# MATERIAL FOR THIS TASK start

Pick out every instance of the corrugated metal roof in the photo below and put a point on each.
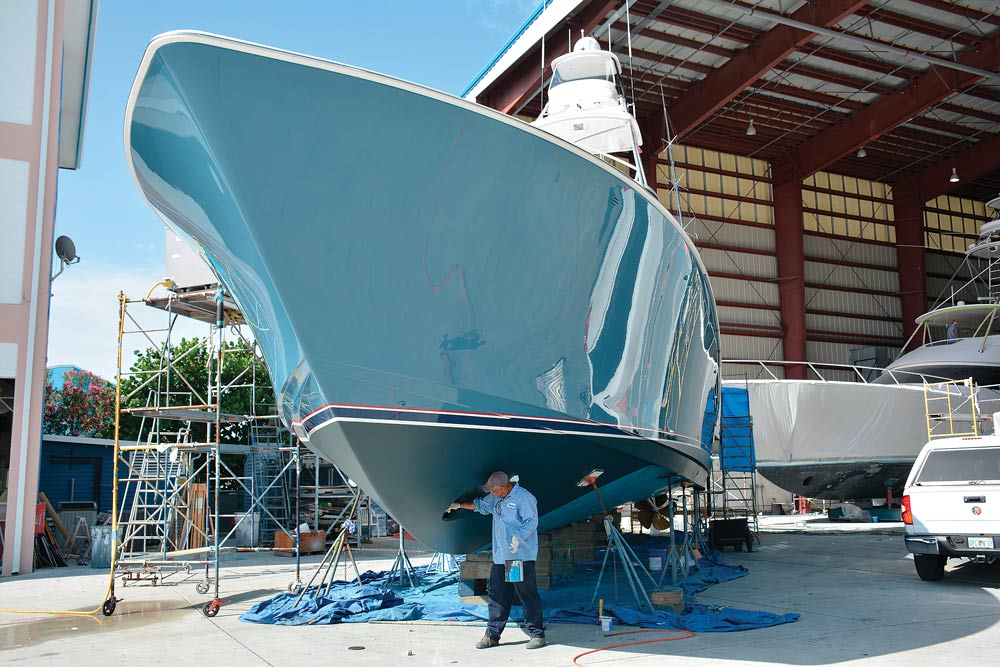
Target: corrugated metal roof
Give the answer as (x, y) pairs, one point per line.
(867, 58)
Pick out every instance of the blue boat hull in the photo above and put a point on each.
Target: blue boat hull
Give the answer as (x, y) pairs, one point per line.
(439, 290)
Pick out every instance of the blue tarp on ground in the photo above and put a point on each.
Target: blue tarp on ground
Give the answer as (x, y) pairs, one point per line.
(436, 599)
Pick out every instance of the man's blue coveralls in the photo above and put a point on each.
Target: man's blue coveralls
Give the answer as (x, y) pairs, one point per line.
(513, 516)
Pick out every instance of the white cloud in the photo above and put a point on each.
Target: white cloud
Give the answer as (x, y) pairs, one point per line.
(83, 324)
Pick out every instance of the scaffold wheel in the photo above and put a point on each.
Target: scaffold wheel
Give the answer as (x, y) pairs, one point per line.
(109, 606)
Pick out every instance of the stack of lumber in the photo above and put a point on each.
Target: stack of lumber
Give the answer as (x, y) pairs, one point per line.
(331, 501)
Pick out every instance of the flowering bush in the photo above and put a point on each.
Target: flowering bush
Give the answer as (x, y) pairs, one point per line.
(83, 406)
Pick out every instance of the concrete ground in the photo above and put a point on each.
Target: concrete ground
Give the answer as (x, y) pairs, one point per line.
(860, 599)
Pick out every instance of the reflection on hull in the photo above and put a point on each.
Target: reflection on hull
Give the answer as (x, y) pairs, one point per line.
(503, 276)
(425, 465)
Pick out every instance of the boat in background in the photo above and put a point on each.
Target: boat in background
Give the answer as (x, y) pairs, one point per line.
(439, 290)
(973, 351)
(852, 440)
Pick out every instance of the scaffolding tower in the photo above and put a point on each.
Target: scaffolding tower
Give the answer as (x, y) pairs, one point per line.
(734, 484)
(169, 482)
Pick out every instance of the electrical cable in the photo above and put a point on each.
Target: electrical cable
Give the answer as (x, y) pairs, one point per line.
(687, 634)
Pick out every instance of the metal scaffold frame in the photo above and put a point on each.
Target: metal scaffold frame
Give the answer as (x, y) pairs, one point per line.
(734, 481)
(171, 478)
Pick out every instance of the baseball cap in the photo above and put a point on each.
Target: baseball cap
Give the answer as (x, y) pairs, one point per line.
(499, 478)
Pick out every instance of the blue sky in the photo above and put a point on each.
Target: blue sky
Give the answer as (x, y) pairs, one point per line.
(438, 43)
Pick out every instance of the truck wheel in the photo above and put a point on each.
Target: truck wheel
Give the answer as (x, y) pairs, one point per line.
(929, 567)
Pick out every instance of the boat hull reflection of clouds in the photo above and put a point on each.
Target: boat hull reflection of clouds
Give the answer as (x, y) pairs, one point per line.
(440, 291)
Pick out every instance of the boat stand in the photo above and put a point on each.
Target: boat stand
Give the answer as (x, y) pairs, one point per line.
(401, 566)
(327, 570)
(631, 565)
(683, 558)
(442, 563)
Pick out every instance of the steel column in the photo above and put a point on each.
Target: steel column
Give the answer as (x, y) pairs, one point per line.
(791, 273)
(908, 208)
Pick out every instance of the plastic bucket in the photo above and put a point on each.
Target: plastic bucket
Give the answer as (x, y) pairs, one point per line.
(514, 571)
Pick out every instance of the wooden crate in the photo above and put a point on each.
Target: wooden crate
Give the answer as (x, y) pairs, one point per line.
(474, 570)
(673, 599)
(312, 542)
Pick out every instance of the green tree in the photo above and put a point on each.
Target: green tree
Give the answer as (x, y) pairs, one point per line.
(83, 406)
(185, 381)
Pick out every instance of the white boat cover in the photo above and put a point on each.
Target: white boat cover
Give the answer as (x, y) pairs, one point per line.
(803, 422)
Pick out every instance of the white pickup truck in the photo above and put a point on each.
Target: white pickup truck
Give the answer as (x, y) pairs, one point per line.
(951, 503)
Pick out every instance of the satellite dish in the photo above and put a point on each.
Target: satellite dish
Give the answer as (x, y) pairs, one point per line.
(66, 250)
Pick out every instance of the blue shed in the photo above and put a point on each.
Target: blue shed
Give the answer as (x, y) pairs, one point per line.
(77, 469)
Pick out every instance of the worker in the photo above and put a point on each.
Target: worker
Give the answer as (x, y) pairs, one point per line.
(515, 538)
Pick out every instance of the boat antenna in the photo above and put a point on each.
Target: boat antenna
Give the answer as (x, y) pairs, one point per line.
(541, 82)
(670, 156)
(631, 72)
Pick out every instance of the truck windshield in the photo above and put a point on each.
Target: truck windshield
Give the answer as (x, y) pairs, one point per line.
(961, 465)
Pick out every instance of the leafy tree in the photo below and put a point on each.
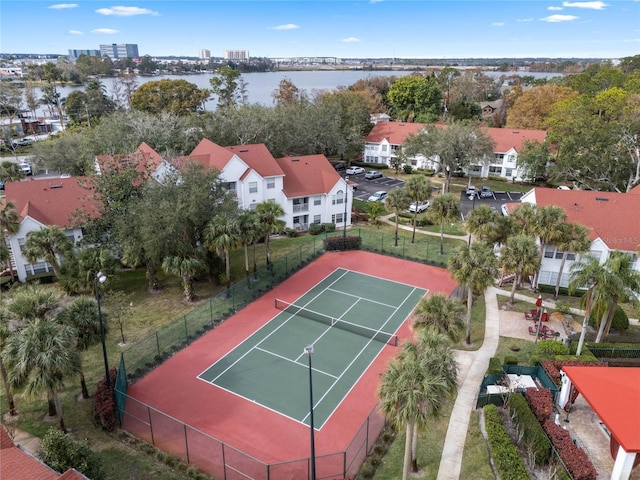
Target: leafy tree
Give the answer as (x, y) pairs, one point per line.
(225, 85)
(269, 213)
(573, 238)
(48, 243)
(519, 255)
(397, 200)
(442, 314)
(415, 98)
(532, 108)
(612, 282)
(454, 146)
(83, 317)
(475, 266)
(221, 235)
(444, 208)
(419, 190)
(169, 96)
(39, 356)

# MATERIAL FOR THIS TASK end

= WHAT THIS TASK INVOLVES =
Repeat the records above exactly, leaving out any pictures they contain.

= EXERCISE RESPONSE =
Pick out every instance of the corrugated metal roof in the photo below and put a point on each.
Target: corrugated metal roof
Give the answer as (x, y) pairs, one point per line.
(867, 58)
Pick out every instance of the blue boat hull in the photo above and put a point on each.
Target: blue boat hull
Give the answer as (x, y) pairs, one point per line.
(439, 290)
Pick out every instance of the blue tarp on ground in the photo above and put a point on each.
Target: blue tarp on ground
Give the answer as (x, y) pairs, one point per line.
(436, 599)
Pick out every instance of the man's blue coveralls in the photo above and put a point on each.
Target: man's blue coveralls
Give the answer as (x, y) pairs, one point per line.
(513, 516)
Pick out every instance of the white cloud in the photo above and put a point on each.
Target: white cloud
Give the answer as (x, y) pairs, one point per line.
(83, 324)
Pick out every instance of the scaffold wheel in the photo above and put a point on each.
Target: scaffold wheel
Give the answer as (x, y) pairs, one point per line.
(109, 606)
Pick out every instance of the stack of lumber in the photo above and put a point on each.
Target: stack of lumber
Give the answer as (x, y) pairs, one point per line.
(331, 501)
Pick out every instance of the flowering bush in the photo above and put a point on each.
Target: flowering bush
Give the answer as (x, y) pairs, one point per line.
(83, 406)
Pick out every instance of the concrete ground in the photo above and put a point on each.
Target: concrete ground
Give the answer as (x, y) pairs, one point per line.
(860, 599)
Pick out every instance of the reflection on hull in the photo above and put a point on each.
Target: reflection on hull
Give the answer as (x, y) pairs, one point per line.
(503, 276)
(425, 465)
Pick out every instance of the boat in background in the photo above and put a point on each.
Target: boat in background
Give the answer as (x, y) pairs, one point per line.
(439, 290)
(973, 351)
(852, 440)
Pick out every instance of the scaffolding tower in the photo above and put a point on each.
Target: scaffolding tower
Give the answer as (x, y) pairs, one point per line.
(734, 484)
(169, 482)
Pick out every instance of the electrical cable in the photo above and put a point on each.
Target: electrical cable
Give the answer as (x, y) pairs, one point per line.
(687, 634)
Pick out every instance of the metal scaffold frame in the photo above and put a point on each.
Target: metal scaffold frame
Give the answer as (x, y) pairs, one point per line.
(734, 481)
(171, 478)
Pick out every instance of the baseball cap in the photo above and put a point on each.
Target: baseball cap
Give the answer as (x, y) pairs, one point per line.
(499, 478)
Pick out every instance of the blue sky in the photo above and put a point on each.
Target: blue sky
Give the answer as (x, y) pairs, one point per line.
(438, 43)
Pick out every instance of the truck wheel in the photo above and put a point on each.
Target: truck wheel
Give the answer as (x, y) pairs, one point per line.
(929, 567)
Pick out every instance of the boat hull reflection of clouds in the photo above and put a point on each.
Target: boat hull reflection of clouds
Give the answer as (x, y) pairs, one point per line.
(440, 291)
Pick out every instance of the boat stand in the photo above and put a point on each.
Target: boat stand
Give the answer as (x, y) pairs, one point per line.
(401, 566)
(327, 570)
(631, 565)
(683, 558)
(442, 563)
Pick out every instance of the steel column in the photo above and put a point on each.
Target: steel column
Give the answer as (x, y) pairs, one point per line.
(791, 273)
(908, 208)
Pick out every instance of the plastic bucket in the photo above and put a point on each.
Target: plastic bucket
Give the answer as (x, y) pairs, one point per line.
(514, 571)
Pick out every instance of the wooden crate in the photo above and put a point on each.
Target: wooden crate
Give the answer as (x, y) pairs, one point per line.
(474, 570)
(673, 599)
(312, 542)
Pick out every instance of the green tree in the photo above and put a point on each.
Target: green tree
Give the answer as (x, y) pairs, one point per line.
(83, 406)
(185, 381)
Pick out every instance of the white boat cover in the photo above and put a point on each.
Target: white boat cover
Give the answer as (x, y) pairs, one point per line.
(803, 422)
Pick out every instance of the white pickup truck in the photo above and put a point on each.
Target: white pickup truck
Give the answer as (x, y) pairs, one point per line.
(951, 503)
Pick out every instance of the satellite dish in the photo above and put a point on each.
Target: satellite dish
Give the answer as (x, y) pairs, one point per line.
(66, 250)
Pick out every instance of the blue shed in the photo above and put a point on each.
Target: blue shed
Give the answer as (x, y) pairs, one point per line.
(77, 469)
Pick out every instance of the worker in the photo above and put a point on each.
Target: worker
Give the answer as (x, y) pairs, one point per line.
(515, 538)
Pick out every instance of the boat antenna in the photo above and put a point on each.
Target: boat antenna
Give the answer as (x, y) pairs, one point per line.
(541, 82)
(670, 156)
(631, 72)
Pick out every instance of the truck windshield in the photo above and put a point on each.
Target: truck windshield
Give the answer as (x, y) pairs, one point per line.
(961, 465)
Pick out every instance of the leafy tree in the photo below and put a point on each.
Target: leafy tree
Give the answer as (x, y) pairs, one point per line.
(225, 85)
(269, 213)
(573, 238)
(48, 243)
(519, 255)
(397, 200)
(442, 314)
(415, 98)
(532, 108)
(612, 282)
(454, 146)
(83, 317)
(475, 266)
(221, 235)
(444, 208)
(419, 190)
(169, 96)
(39, 356)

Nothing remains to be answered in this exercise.